あなたは、人が生活困窮に陥る原因をイメージすることができますか?
代表的な生活困窮の原因は失業。
さらに掘り下げて、失業の原因はどうでしょう?
病気やケガ、リストラ、倒産、最近では介護離職なども耳にします。
このように、生活困窮に陥る場合には何かしらの「原因」があり、その原因が明確であることが多いのではないでしょうか?
しかしながら、困窮者支援の現場では必ずしも明確な原因があるとは限りません。不思議に思うかもしれませんが、「なんとなく」の連続で現在に至るという人も存在するのです。
今回の当事者インタビューは、日常生活を送る中で「なんとなく」を繰り返し、最終的には賃貸アパートから夜逃げ、路上生活を経験し、北海道に渡るフェリーの上で地震のニュースに遭遇した男性のお話です。

• 課題
引用文のうち、「代表的な生活困窮の原因は失業。」で始まり「るという人も存在するのです。」で終わる部分を、一字一句そのまま書き写してください。

• 提供データ
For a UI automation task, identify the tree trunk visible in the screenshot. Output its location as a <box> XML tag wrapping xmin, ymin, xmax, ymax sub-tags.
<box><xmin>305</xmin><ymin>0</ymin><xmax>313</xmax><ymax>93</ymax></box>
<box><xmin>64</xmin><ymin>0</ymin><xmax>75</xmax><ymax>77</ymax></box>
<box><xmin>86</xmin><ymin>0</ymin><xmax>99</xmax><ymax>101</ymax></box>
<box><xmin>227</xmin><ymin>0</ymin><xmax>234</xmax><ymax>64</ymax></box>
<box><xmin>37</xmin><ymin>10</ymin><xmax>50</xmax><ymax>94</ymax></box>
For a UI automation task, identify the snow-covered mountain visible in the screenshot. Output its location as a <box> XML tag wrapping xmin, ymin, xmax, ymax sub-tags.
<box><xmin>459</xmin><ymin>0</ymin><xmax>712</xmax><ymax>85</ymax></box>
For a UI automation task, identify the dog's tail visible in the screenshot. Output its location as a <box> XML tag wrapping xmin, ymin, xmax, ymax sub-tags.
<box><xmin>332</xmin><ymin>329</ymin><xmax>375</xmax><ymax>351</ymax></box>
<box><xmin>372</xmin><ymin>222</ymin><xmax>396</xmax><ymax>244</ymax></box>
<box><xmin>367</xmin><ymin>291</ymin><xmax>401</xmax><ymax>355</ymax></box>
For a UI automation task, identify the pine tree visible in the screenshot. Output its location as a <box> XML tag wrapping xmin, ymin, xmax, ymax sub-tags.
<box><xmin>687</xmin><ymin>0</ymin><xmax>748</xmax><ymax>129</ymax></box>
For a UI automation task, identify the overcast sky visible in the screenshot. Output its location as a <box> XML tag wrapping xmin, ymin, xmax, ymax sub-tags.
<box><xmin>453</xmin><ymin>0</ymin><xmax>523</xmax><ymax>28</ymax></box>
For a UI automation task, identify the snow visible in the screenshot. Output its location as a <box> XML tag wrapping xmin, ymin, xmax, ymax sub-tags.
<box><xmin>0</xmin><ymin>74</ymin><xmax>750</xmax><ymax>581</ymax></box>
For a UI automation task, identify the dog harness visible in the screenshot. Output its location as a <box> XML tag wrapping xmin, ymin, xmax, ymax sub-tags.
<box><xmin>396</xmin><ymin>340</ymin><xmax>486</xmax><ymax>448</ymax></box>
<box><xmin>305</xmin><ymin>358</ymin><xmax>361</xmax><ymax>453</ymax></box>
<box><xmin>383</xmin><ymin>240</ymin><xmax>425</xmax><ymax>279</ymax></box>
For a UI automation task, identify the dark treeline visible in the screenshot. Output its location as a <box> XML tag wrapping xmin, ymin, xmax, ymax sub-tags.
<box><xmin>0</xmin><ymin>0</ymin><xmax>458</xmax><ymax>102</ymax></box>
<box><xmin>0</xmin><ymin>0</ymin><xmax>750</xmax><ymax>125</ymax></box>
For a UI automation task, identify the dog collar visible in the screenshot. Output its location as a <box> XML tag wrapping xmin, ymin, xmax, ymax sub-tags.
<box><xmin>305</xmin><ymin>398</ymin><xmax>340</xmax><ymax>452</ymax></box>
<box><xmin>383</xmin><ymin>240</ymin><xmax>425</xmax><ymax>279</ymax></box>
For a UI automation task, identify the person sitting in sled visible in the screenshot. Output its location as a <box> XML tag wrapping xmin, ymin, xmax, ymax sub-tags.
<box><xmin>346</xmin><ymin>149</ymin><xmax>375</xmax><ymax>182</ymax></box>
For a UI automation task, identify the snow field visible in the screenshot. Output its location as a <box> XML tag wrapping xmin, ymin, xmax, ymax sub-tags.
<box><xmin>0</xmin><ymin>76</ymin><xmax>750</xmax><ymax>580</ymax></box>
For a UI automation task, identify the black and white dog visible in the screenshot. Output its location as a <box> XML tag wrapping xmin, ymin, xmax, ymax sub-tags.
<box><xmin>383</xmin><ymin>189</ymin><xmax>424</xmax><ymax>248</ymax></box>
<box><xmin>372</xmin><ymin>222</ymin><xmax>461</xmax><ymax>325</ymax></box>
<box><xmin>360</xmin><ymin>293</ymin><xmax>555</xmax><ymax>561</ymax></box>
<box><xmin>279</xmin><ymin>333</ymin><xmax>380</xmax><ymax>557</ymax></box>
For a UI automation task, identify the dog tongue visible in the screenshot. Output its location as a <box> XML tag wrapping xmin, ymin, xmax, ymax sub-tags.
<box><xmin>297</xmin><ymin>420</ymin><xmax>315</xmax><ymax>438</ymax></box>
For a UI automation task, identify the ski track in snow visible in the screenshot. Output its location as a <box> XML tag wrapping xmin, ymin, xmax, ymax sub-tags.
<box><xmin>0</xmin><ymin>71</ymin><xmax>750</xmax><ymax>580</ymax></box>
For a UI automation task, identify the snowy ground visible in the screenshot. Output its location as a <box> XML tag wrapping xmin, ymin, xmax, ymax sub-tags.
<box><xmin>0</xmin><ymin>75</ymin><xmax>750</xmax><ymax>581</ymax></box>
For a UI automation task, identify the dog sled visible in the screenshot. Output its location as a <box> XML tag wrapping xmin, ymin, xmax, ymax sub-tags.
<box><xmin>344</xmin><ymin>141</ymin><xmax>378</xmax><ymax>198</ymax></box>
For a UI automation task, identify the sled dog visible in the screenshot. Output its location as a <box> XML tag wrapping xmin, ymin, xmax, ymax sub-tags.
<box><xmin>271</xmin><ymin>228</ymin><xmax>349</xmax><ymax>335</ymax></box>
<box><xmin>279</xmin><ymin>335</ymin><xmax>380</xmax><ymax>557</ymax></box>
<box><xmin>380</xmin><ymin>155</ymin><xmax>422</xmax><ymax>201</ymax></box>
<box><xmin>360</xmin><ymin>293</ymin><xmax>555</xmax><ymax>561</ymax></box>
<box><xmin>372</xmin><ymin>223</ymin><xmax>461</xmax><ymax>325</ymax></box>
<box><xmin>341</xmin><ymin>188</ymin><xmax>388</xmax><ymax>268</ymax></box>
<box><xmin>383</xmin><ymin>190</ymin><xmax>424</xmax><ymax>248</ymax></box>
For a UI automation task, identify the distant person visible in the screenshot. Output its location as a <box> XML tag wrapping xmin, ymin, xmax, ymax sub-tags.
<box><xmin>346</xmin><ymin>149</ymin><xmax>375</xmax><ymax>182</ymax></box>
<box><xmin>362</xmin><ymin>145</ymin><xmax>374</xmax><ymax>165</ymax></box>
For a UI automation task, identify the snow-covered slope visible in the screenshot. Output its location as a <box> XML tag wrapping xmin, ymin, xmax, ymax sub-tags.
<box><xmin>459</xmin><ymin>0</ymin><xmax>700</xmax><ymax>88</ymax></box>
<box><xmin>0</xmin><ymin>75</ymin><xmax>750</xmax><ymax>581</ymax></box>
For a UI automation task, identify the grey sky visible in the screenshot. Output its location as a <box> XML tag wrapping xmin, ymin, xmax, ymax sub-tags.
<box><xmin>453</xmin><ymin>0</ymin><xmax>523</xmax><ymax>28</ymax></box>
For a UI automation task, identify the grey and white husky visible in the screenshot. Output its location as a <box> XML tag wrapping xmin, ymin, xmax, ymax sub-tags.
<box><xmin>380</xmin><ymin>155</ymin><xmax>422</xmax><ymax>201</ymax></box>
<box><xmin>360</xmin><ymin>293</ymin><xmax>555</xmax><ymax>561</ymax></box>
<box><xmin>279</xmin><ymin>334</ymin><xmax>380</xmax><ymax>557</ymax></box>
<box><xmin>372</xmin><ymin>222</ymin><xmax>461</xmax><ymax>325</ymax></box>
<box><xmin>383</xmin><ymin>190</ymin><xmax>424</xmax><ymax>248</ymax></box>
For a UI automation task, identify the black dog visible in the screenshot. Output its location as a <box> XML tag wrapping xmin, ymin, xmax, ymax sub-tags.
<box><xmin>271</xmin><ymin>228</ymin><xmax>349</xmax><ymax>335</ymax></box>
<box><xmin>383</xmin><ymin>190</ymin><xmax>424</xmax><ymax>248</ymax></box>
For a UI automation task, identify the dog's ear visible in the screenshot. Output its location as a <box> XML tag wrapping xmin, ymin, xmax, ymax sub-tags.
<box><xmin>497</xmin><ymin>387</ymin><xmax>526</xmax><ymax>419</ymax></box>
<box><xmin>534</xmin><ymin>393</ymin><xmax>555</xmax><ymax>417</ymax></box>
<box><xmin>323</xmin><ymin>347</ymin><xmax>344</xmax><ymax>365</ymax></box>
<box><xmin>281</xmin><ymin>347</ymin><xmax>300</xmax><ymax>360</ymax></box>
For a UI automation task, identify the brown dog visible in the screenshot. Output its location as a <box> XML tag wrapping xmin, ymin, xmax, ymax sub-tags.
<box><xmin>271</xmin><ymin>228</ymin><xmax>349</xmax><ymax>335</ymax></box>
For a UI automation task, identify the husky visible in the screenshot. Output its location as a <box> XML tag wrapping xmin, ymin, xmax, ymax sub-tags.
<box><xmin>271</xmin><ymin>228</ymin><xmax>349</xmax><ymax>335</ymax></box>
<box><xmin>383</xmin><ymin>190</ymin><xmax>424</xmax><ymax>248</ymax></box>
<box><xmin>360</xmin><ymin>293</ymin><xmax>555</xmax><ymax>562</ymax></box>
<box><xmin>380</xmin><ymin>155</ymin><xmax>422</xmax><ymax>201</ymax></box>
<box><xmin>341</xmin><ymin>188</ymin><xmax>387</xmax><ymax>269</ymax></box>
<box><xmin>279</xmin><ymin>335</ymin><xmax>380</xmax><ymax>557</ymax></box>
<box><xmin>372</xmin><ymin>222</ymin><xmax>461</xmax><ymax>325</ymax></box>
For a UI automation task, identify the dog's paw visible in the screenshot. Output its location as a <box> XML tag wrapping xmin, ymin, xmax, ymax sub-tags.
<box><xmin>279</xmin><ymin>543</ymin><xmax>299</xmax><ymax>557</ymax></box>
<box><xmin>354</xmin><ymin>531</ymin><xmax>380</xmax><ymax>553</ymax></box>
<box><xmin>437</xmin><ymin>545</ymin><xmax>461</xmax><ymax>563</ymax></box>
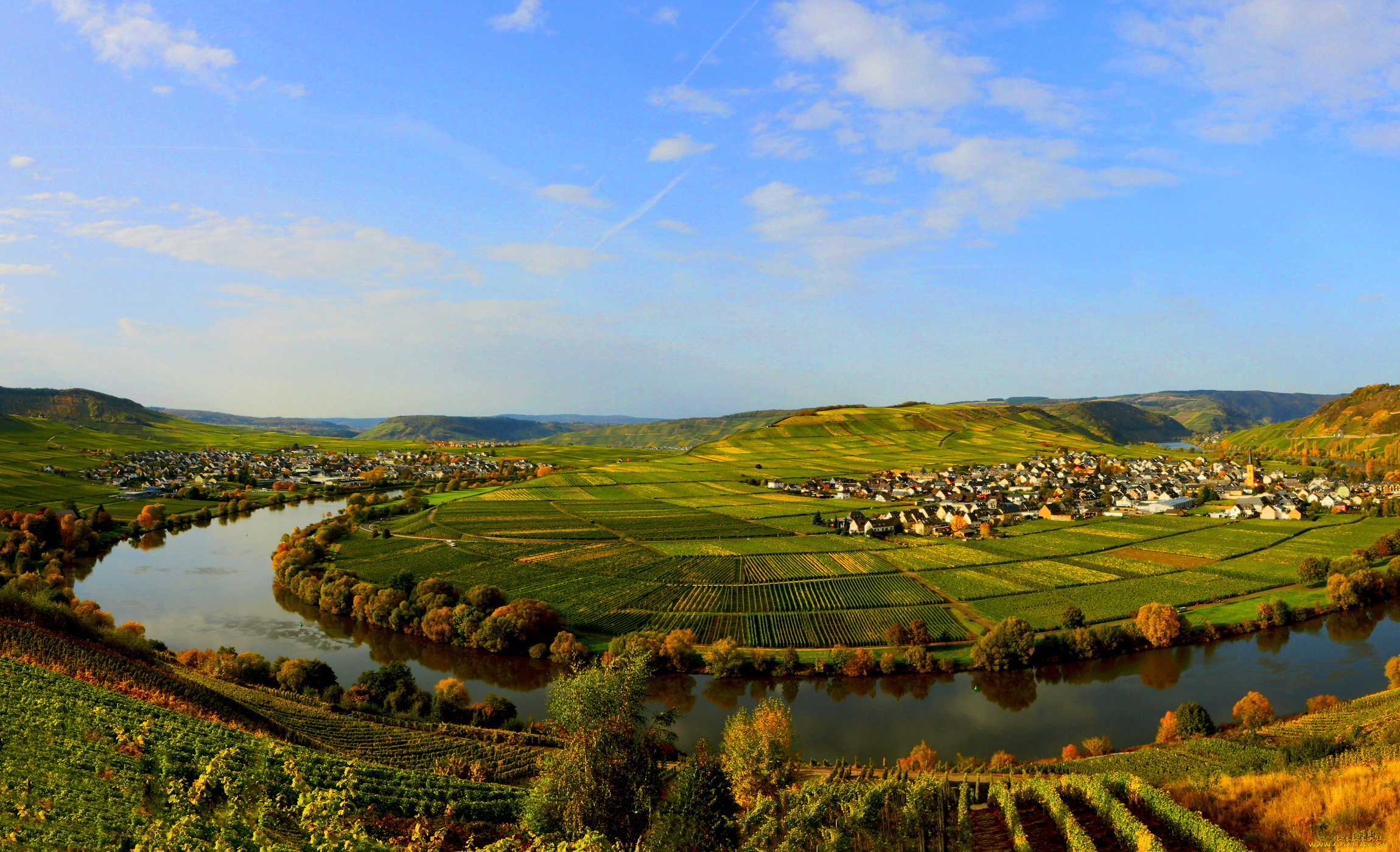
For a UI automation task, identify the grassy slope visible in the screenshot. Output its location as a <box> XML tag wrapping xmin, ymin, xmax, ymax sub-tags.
<box><xmin>545</xmin><ymin>408</ymin><xmax>793</xmax><ymax>448</ymax></box>
<box><xmin>1221</xmin><ymin>385</ymin><xmax>1400</xmax><ymax>464</ymax></box>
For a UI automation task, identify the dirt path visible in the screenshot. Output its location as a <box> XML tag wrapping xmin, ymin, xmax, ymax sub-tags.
<box><xmin>1063</xmin><ymin>795</ymin><xmax>1134</xmax><ymax>852</ymax></box>
<box><xmin>971</xmin><ymin>806</ymin><xmax>1012</xmax><ymax>852</ymax></box>
<box><xmin>1017</xmin><ymin>801</ymin><xmax>1068</xmax><ymax>852</ymax></box>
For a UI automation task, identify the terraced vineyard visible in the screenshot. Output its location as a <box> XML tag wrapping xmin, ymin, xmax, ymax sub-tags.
<box><xmin>0</xmin><ymin>657</ymin><xmax>522</xmax><ymax>849</ymax></box>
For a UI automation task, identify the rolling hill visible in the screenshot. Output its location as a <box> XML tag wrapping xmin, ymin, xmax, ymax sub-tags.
<box><xmin>542</xmin><ymin>408</ymin><xmax>794</xmax><ymax>449</ymax></box>
<box><xmin>1221</xmin><ymin>385</ymin><xmax>1400</xmax><ymax>464</ymax></box>
<box><xmin>1045</xmin><ymin>400</ymin><xmax>1191</xmax><ymax>444</ymax></box>
<box><xmin>967</xmin><ymin>390</ymin><xmax>1341</xmax><ymax>434</ymax></box>
<box><xmin>357</xmin><ymin>414</ymin><xmax>592</xmax><ymax>441</ymax></box>
<box><xmin>153</xmin><ymin>408</ymin><xmax>360</xmax><ymax>438</ymax></box>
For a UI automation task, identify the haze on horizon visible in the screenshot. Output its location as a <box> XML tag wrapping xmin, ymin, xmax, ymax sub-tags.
<box><xmin>0</xmin><ymin>0</ymin><xmax>1400</xmax><ymax>417</ymax></box>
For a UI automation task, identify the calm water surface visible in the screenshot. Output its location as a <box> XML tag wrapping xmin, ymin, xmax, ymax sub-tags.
<box><xmin>77</xmin><ymin>501</ymin><xmax>1400</xmax><ymax>759</ymax></box>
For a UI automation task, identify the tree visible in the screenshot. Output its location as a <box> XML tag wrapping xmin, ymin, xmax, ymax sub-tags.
<box><xmin>1137</xmin><ymin>603</ymin><xmax>1181</xmax><ymax>648</ymax></box>
<box><xmin>1231</xmin><ymin>691</ymin><xmax>1274</xmax><ymax>727</ymax></box>
<box><xmin>523</xmin><ymin>657</ymin><xmax>676</xmax><ymax>845</ymax></box>
<box><xmin>1307</xmin><ymin>696</ymin><xmax>1341</xmax><ymax>713</ymax></box>
<box><xmin>648</xmin><ymin>740</ymin><xmax>739</xmax><ymax>852</ymax></box>
<box><xmin>1176</xmin><ymin>701</ymin><xmax>1215</xmax><ymax>739</ymax></box>
<box><xmin>1157</xmin><ymin>711</ymin><xmax>1180</xmax><ymax>743</ymax></box>
<box><xmin>971</xmin><ymin>615</ymin><xmax>1036</xmax><ymax>671</ymax></box>
<box><xmin>433</xmin><ymin>677</ymin><xmax>472</xmax><ymax>725</ymax></box>
<box><xmin>721</xmin><ymin>697</ymin><xmax>797</xmax><ymax>809</ymax></box>
<box><xmin>700</xmin><ymin>637</ymin><xmax>743</xmax><ymax>677</ymax></box>
<box><xmin>1083</xmin><ymin>737</ymin><xmax>1113</xmax><ymax>757</ymax></box>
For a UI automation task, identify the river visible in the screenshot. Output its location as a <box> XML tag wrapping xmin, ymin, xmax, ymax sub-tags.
<box><xmin>77</xmin><ymin>500</ymin><xmax>1400</xmax><ymax>761</ymax></box>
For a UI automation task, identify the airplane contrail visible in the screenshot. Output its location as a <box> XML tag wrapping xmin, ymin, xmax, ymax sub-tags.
<box><xmin>593</xmin><ymin>169</ymin><xmax>690</xmax><ymax>252</ymax></box>
<box><xmin>681</xmin><ymin>0</ymin><xmax>760</xmax><ymax>85</ymax></box>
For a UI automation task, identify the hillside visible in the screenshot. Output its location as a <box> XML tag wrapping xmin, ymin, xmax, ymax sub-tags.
<box><xmin>153</xmin><ymin>408</ymin><xmax>360</xmax><ymax>438</ymax></box>
<box><xmin>1045</xmin><ymin>400</ymin><xmax>1191</xmax><ymax>444</ymax></box>
<box><xmin>543</xmin><ymin>408</ymin><xmax>794</xmax><ymax>448</ymax></box>
<box><xmin>357</xmin><ymin>414</ymin><xmax>591</xmax><ymax>441</ymax></box>
<box><xmin>0</xmin><ymin>388</ymin><xmax>169</xmax><ymax>424</ymax></box>
<box><xmin>967</xmin><ymin>390</ymin><xmax>1341</xmax><ymax>434</ymax></box>
<box><xmin>1221</xmin><ymin>385</ymin><xmax>1400</xmax><ymax>464</ymax></box>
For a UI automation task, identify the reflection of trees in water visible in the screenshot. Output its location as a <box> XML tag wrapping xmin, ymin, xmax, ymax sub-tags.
<box><xmin>1255</xmin><ymin>627</ymin><xmax>1293</xmax><ymax>654</ymax></box>
<box><xmin>1327</xmin><ymin>607</ymin><xmax>1385</xmax><ymax>642</ymax></box>
<box><xmin>647</xmin><ymin>674</ymin><xmax>696</xmax><ymax>713</ymax></box>
<box><xmin>971</xmin><ymin>669</ymin><xmax>1036</xmax><ymax>713</ymax></box>
<box><xmin>273</xmin><ymin>588</ymin><xmax>559</xmax><ymax>693</ymax></box>
<box><xmin>1138</xmin><ymin>646</ymin><xmax>1191</xmax><ymax>690</ymax></box>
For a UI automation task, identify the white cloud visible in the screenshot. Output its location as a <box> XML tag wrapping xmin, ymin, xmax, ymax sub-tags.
<box><xmin>52</xmin><ymin>0</ymin><xmax>237</xmax><ymax>83</ymax></box>
<box><xmin>657</xmin><ymin>218</ymin><xmax>700</xmax><ymax>234</ymax></box>
<box><xmin>69</xmin><ymin>214</ymin><xmax>457</xmax><ymax>280</ymax></box>
<box><xmin>647</xmin><ymin>84</ymin><xmax>733</xmax><ymax>115</ymax></box>
<box><xmin>0</xmin><ymin>263</ymin><xmax>55</xmax><ymax>276</ymax></box>
<box><xmin>477</xmin><ymin>242</ymin><xmax>613</xmax><ymax>276</ymax></box>
<box><xmin>486</xmin><ymin>0</ymin><xmax>549</xmax><ymax>32</ymax></box>
<box><xmin>924</xmin><ymin>137</ymin><xmax>1173</xmax><ymax>234</ymax></box>
<box><xmin>647</xmin><ymin>133</ymin><xmax>714</xmax><ymax>162</ymax></box>
<box><xmin>777</xmin><ymin>0</ymin><xmax>993</xmax><ymax>112</ymax></box>
<box><xmin>752</xmin><ymin>131</ymin><xmax>812</xmax><ymax>159</ymax></box>
<box><xmin>1121</xmin><ymin>0</ymin><xmax>1400</xmax><ymax>141</ymax></box>
<box><xmin>743</xmin><ymin>181</ymin><xmax>913</xmax><ymax>271</ymax></box>
<box><xmin>987</xmin><ymin>77</ymin><xmax>1085</xmax><ymax>130</ymax></box>
<box><xmin>535</xmin><ymin>183</ymin><xmax>612</xmax><ymax>209</ymax></box>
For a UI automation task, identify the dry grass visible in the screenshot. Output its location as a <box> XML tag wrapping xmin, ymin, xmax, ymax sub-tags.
<box><xmin>1167</xmin><ymin>761</ymin><xmax>1400</xmax><ymax>852</ymax></box>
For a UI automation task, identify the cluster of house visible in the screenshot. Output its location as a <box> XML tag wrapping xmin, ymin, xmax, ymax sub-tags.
<box><xmin>81</xmin><ymin>446</ymin><xmax>549</xmax><ymax>500</ymax></box>
<box><xmin>789</xmin><ymin>453</ymin><xmax>1400</xmax><ymax>537</ymax></box>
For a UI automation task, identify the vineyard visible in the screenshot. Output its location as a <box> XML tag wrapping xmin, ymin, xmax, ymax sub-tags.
<box><xmin>0</xmin><ymin>657</ymin><xmax>522</xmax><ymax>849</ymax></box>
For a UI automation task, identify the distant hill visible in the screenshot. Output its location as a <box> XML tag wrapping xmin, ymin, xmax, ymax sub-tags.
<box><xmin>1221</xmin><ymin>385</ymin><xmax>1400</xmax><ymax>464</ymax></box>
<box><xmin>357</xmin><ymin>414</ymin><xmax>589</xmax><ymax>441</ymax></box>
<box><xmin>0</xmin><ymin>388</ymin><xmax>160</xmax><ymax>425</ymax></box>
<box><xmin>541</xmin><ymin>408</ymin><xmax>795</xmax><ymax>448</ymax></box>
<box><xmin>153</xmin><ymin>408</ymin><xmax>360</xmax><ymax>438</ymax></box>
<box><xmin>497</xmin><ymin>414</ymin><xmax>661</xmax><ymax>425</ymax></box>
<box><xmin>966</xmin><ymin>390</ymin><xmax>1341</xmax><ymax>432</ymax></box>
<box><xmin>1039</xmin><ymin>400</ymin><xmax>1191</xmax><ymax>444</ymax></box>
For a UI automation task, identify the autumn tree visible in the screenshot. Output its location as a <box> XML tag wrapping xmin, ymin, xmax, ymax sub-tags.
<box><xmin>1307</xmin><ymin>694</ymin><xmax>1338</xmax><ymax>713</ymax></box>
<box><xmin>971</xmin><ymin>615</ymin><xmax>1036</xmax><ymax>671</ymax></box>
<box><xmin>1231</xmin><ymin>690</ymin><xmax>1274</xmax><ymax>727</ymax></box>
<box><xmin>1137</xmin><ymin>603</ymin><xmax>1181</xmax><ymax>648</ymax></box>
<box><xmin>1157</xmin><ymin>711</ymin><xmax>1180</xmax><ymax>743</ymax></box>
<box><xmin>721</xmin><ymin>697</ymin><xmax>797</xmax><ymax>809</ymax></box>
<box><xmin>523</xmin><ymin>657</ymin><xmax>676</xmax><ymax>845</ymax></box>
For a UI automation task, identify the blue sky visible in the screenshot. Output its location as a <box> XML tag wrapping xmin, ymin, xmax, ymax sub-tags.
<box><xmin>0</xmin><ymin>0</ymin><xmax>1400</xmax><ymax>417</ymax></box>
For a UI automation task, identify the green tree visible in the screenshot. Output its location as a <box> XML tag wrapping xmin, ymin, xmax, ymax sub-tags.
<box><xmin>523</xmin><ymin>657</ymin><xmax>676</xmax><ymax>843</ymax></box>
<box><xmin>971</xmin><ymin>615</ymin><xmax>1036</xmax><ymax>671</ymax></box>
<box><xmin>1176</xmin><ymin>701</ymin><xmax>1215</xmax><ymax>739</ymax></box>
<box><xmin>649</xmin><ymin>740</ymin><xmax>739</xmax><ymax>852</ymax></box>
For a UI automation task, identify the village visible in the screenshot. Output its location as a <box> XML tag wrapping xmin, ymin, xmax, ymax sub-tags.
<box><xmin>767</xmin><ymin>453</ymin><xmax>1400</xmax><ymax>537</ymax></box>
<box><xmin>79</xmin><ymin>445</ymin><xmax>551</xmax><ymax>500</ymax></box>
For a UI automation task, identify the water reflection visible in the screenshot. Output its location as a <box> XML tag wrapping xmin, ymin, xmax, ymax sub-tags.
<box><xmin>74</xmin><ymin>501</ymin><xmax>1400</xmax><ymax>759</ymax></box>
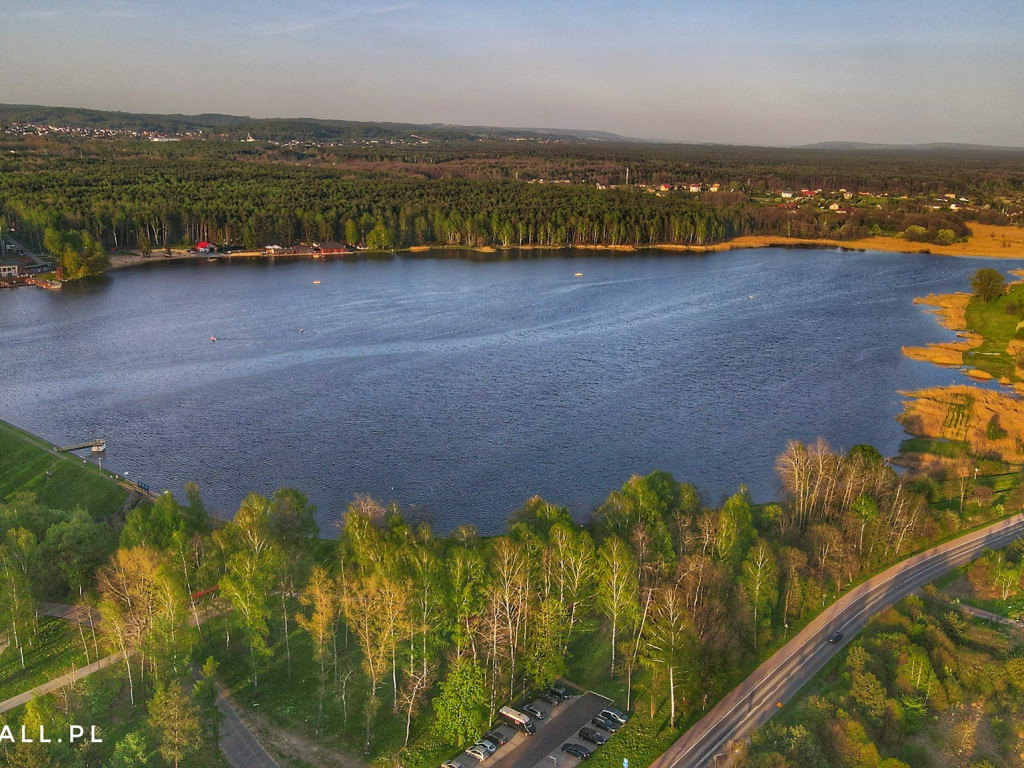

• 出力結果
代表的な生活困窮の原因は失業。
さらに掘り下げて、失業の原因はどうでしょう?
病気やケガ、リストラ、倒産、最近では介護離職なども耳にします。
このように、生活困窮に陥る場合には何かしらの「原因」があり、その原因が明確であることが多いのではないでしょうか?
しかしながら、困窮者支援の現場では必ずしも明確な原因があるとは限りません。不思議に思うかもしれませんが、「なんとなく」の連続で現在に至るという人も存在するのです。